───── THE DATA
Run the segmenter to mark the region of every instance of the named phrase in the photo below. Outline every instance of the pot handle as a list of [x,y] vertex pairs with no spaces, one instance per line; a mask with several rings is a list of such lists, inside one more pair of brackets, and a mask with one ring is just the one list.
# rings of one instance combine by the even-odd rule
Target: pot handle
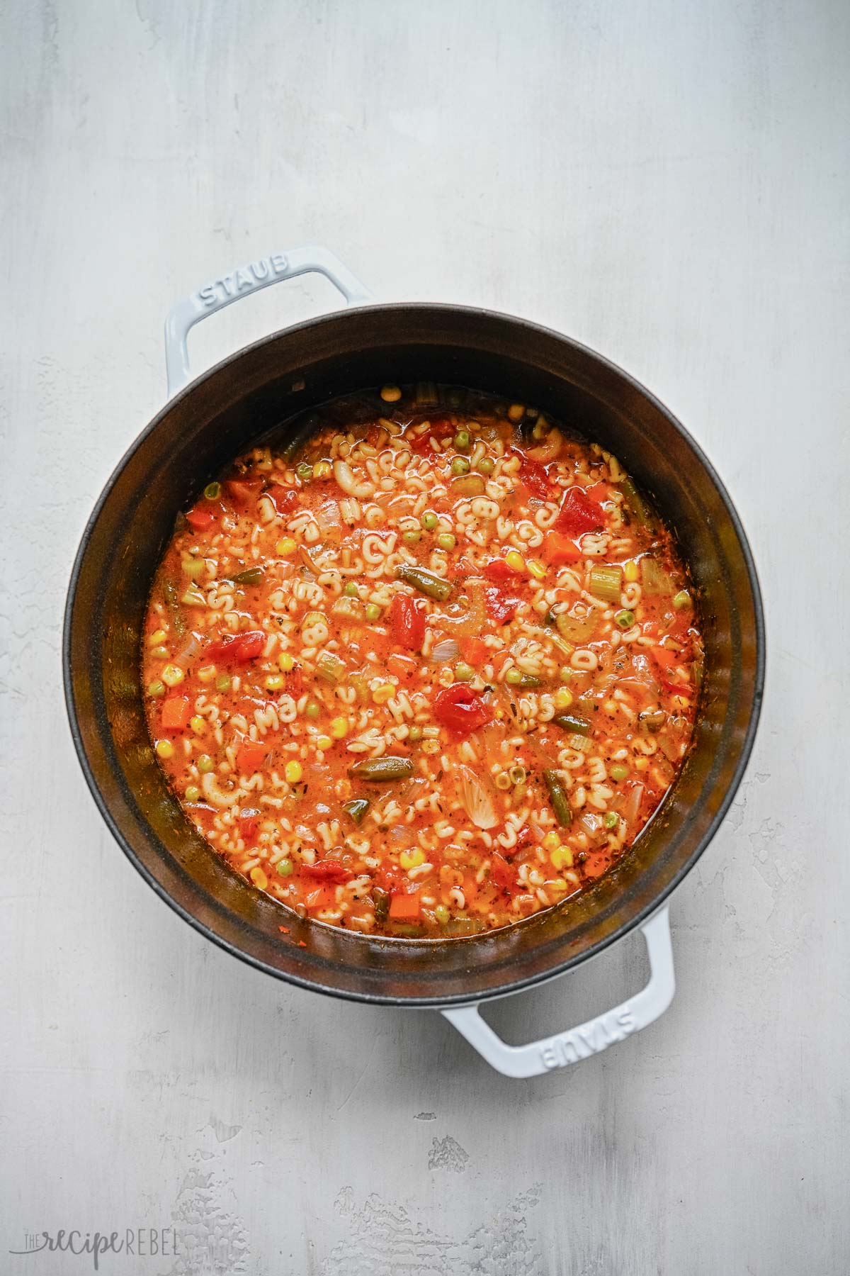
[[607,1050],[616,1041],[623,1041],[632,1032],[652,1023],[673,1000],[675,975],[670,946],[668,909],[660,909],[641,926],[650,960],[650,980],[636,997],[613,1011],[580,1023],[567,1032],[530,1041],[528,1045],[507,1045],[493,1032],[478,1013],[480,1003],[450,1007],[442,1011],[450,1023],[465,1036],[491,1067],[506,1077],[538,1077],[554,1068],[566,1068],[591,1054]]
[[206,315],[223,310],[232,301],[268,288],[270,283],[282,279],[294,279],[297,274],[316,272],[345,297],[348,305],[363,305],[373,301],[372,293],[364,288],[356,276],[343,265],[326,248],[308,245],[287,249],[285,253],[271,253],[247,265],[240,265],[229,274],[220,276],[192,292],[191,297],[178,301],[166,319],[166,373],[168,376],[168,398],[182,389],[190,379],[189,351],[186,337]]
──────────
» **JOB**
Without the pictures, print the whole listing exactly as given.

» **ANSWER TO THE PROBLEM**
Run the segmenter to mark the region of every instance of the named phrase in the photo below. Outline every instance of the pot handle as a list of [x,y] vertex pairs with no spaces, one instance per line; a mask with several rings is a list of such lists, inside one more pair of brackets, and a mask with one ring is just the one list.
# rings of one instance combine by the even-odd rule
Target: pot handle
[[607,1050],[616,1041],[623,1041],[632,1032],[652,1023],[673,1000],[675,975],[670,946],[668,909],[660,909],[641,926],[650,960],[650,980],[636,997],[613,1011],[580,1023],[567,1032],[530,1041],[528,1045],[507,1045],[493,1032],[478,1013],[480,1003],[450,1007],[442,1011],[450,1023],[465,1036],[491,1067],[506,1077],[538,1077],[554,1068],[566,1068],[591,1054]]
[[206,315],[223,310],[232,301],[268,288],[270,283],[282,279],[294,279],[297,274],[316,272],[345,297],[348,305],[363,305],[373,301],[372,293],[364,288],[356,276],[343,265],[326,248],[308,245],[287,249],[285,253],[271,253],[247,265],[240,265],[229,274],[220,276],[192,292],[191,297],[178,301],[166,319],[166,373],[168,376],[168,398],[182,389],[190,379],[189,351],[186,337]]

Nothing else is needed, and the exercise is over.